Saved data entries:
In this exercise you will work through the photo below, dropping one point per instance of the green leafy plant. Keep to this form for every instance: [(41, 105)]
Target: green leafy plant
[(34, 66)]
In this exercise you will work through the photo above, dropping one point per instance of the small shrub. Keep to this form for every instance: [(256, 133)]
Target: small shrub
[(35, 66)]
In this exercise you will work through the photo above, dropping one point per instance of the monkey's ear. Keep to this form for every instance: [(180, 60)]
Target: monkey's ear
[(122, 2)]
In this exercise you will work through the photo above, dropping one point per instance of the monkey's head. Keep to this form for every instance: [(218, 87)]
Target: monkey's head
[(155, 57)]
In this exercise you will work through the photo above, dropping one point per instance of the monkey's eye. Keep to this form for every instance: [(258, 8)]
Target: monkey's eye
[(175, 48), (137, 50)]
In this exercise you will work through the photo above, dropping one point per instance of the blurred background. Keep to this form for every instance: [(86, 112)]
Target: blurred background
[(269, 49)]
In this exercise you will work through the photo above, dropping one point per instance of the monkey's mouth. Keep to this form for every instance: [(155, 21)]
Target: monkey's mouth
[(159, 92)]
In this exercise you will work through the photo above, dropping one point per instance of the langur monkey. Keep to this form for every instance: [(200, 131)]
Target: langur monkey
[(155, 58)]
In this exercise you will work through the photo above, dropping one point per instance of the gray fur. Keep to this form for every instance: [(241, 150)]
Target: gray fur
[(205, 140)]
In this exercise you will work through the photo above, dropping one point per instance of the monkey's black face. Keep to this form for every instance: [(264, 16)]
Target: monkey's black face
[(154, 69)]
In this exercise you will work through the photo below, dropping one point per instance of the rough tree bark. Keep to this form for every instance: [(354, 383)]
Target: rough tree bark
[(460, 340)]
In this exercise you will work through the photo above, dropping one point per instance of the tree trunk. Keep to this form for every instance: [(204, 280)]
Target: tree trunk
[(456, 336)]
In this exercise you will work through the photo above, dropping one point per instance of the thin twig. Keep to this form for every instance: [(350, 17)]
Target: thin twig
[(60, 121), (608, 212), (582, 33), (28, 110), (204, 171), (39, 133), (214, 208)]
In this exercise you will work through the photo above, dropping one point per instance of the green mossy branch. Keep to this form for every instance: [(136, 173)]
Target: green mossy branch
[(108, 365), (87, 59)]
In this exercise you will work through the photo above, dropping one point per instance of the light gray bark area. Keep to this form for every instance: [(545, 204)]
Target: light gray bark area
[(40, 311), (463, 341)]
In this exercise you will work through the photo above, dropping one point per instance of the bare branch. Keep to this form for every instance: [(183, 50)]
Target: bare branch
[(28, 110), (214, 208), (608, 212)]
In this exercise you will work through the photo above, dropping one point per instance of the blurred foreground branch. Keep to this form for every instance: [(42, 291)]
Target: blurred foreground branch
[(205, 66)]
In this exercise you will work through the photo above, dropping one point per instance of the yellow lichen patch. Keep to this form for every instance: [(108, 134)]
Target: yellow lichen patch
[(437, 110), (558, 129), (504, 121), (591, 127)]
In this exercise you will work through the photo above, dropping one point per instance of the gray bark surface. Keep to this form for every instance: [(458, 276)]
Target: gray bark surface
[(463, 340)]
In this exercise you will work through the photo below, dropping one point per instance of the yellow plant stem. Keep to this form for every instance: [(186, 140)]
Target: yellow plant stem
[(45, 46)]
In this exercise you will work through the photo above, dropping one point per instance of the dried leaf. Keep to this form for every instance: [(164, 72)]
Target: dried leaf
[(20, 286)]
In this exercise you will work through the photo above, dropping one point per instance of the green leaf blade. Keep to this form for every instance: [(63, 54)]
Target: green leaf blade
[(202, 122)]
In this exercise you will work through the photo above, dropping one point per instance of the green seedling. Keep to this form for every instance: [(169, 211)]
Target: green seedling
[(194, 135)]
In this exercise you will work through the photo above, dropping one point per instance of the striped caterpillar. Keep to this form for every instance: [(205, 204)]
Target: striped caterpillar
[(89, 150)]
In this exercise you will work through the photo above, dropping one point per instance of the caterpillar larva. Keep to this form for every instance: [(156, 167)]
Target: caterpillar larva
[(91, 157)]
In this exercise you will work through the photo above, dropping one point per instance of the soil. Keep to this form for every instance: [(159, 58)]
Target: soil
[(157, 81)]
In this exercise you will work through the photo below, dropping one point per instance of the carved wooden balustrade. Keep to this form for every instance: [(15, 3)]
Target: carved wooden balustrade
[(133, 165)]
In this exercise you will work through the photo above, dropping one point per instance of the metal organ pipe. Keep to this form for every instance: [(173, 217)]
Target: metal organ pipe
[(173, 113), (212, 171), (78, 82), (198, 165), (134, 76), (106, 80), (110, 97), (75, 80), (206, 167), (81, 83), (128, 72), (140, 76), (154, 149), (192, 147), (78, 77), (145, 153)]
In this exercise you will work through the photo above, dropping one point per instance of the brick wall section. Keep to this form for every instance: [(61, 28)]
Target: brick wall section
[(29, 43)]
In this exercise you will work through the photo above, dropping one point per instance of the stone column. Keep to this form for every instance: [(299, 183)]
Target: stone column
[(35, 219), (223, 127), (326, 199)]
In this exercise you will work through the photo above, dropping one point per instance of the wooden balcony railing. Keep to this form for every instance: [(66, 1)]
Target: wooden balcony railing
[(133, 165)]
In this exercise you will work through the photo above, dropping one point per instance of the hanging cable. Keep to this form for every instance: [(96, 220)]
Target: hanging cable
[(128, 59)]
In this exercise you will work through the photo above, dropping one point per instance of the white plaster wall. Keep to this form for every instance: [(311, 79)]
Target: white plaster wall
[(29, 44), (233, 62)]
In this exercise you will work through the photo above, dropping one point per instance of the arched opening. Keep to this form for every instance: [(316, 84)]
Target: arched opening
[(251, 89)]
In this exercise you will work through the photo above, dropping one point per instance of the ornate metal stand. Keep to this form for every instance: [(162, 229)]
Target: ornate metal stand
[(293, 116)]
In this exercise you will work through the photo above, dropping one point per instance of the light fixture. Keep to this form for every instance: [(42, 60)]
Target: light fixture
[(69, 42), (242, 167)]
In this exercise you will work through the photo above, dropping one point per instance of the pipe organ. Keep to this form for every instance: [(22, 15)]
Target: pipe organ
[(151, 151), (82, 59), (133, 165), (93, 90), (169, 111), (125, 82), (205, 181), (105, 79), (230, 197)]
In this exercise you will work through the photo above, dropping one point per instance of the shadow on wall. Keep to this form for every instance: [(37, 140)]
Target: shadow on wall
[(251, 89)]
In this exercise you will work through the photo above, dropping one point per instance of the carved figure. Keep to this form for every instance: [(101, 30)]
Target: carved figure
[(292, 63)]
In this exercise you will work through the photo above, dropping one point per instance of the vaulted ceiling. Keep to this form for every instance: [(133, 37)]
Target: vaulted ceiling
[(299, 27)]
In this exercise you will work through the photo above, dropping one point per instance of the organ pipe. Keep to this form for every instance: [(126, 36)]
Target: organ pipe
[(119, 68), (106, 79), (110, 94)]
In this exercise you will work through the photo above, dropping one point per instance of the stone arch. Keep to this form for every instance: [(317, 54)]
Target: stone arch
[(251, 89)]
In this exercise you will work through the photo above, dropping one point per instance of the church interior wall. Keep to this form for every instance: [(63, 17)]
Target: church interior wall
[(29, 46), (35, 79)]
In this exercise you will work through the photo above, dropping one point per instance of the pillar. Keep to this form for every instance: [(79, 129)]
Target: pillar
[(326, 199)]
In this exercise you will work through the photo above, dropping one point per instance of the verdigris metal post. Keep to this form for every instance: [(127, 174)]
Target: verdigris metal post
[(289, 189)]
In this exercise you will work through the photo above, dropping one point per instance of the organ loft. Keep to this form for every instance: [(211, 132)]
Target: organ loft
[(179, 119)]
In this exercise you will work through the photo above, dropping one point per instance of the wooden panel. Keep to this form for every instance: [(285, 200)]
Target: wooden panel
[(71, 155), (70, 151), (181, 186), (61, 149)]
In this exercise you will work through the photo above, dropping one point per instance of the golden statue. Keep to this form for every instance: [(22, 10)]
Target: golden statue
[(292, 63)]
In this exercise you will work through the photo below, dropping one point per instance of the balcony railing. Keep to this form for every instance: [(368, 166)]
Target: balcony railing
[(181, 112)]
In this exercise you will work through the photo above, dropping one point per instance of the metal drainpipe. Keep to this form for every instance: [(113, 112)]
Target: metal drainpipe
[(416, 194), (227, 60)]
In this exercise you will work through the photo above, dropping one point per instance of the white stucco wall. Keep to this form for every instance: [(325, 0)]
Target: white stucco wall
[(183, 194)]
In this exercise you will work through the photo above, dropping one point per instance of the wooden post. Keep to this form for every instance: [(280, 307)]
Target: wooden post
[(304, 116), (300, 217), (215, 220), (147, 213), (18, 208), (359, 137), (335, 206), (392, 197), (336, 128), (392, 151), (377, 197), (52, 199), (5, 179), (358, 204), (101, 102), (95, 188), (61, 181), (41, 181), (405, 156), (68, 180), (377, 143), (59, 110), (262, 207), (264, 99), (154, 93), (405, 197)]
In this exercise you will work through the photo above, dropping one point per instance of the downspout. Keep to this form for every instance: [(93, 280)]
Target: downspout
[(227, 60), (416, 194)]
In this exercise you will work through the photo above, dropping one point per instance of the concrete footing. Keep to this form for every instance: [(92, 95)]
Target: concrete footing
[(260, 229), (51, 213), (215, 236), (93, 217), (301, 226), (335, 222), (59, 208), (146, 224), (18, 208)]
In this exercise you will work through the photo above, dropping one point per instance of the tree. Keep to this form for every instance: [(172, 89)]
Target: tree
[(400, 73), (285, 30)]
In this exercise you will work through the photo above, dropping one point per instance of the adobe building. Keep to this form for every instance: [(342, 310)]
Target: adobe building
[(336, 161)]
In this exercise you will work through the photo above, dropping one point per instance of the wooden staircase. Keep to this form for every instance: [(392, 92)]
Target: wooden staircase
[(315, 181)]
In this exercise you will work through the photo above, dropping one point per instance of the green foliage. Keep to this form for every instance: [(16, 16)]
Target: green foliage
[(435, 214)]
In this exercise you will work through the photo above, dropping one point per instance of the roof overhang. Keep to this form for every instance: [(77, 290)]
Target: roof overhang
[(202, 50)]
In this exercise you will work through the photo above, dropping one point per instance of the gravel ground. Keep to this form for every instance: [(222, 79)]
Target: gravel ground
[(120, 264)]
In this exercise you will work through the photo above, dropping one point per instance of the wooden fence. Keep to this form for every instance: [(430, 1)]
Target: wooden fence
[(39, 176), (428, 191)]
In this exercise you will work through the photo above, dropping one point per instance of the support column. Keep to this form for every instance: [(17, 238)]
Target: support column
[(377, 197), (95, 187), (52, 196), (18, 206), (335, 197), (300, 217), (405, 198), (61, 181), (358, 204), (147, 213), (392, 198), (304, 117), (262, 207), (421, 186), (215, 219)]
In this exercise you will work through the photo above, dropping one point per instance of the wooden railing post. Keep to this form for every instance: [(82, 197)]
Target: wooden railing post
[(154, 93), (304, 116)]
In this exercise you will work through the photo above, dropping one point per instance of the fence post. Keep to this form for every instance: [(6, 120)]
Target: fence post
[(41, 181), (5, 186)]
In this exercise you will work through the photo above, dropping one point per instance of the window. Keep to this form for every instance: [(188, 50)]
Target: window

> [Exercise]:
Reproduce the final stretch of the data above: every line from the one holding "Target: support column" through the end, inclusive, exactly as written and nothing else.

> [Result for this task]:
Target: support column
[(377, 197), (95, 187), (52, 196), (18, 206), (335, 197), (300, 217), (405, 198), (61, 181), (358, 204), (147, 213), (392, 198), (304, 117), (262, 207), (421, 186), (215, 219)]
In this exercise you will work through the photo above, dropping one point per instance of the wooden railing post. Keep to this form for every instance: [(82, 197)]
Target: wooden railing post
[(154, 93), (304, 116)]
In this exercise you will work through the photo above, dropping one point per instance of the fence post. Keep to this form for every instance: [(6, 120)]
Target: fence post
[(41, 181), (5, 186)]
In this exercise you will work through the photo above, dropping one point per instance of the window. Keep to this form for every instance: [(188, 50)]
Target: window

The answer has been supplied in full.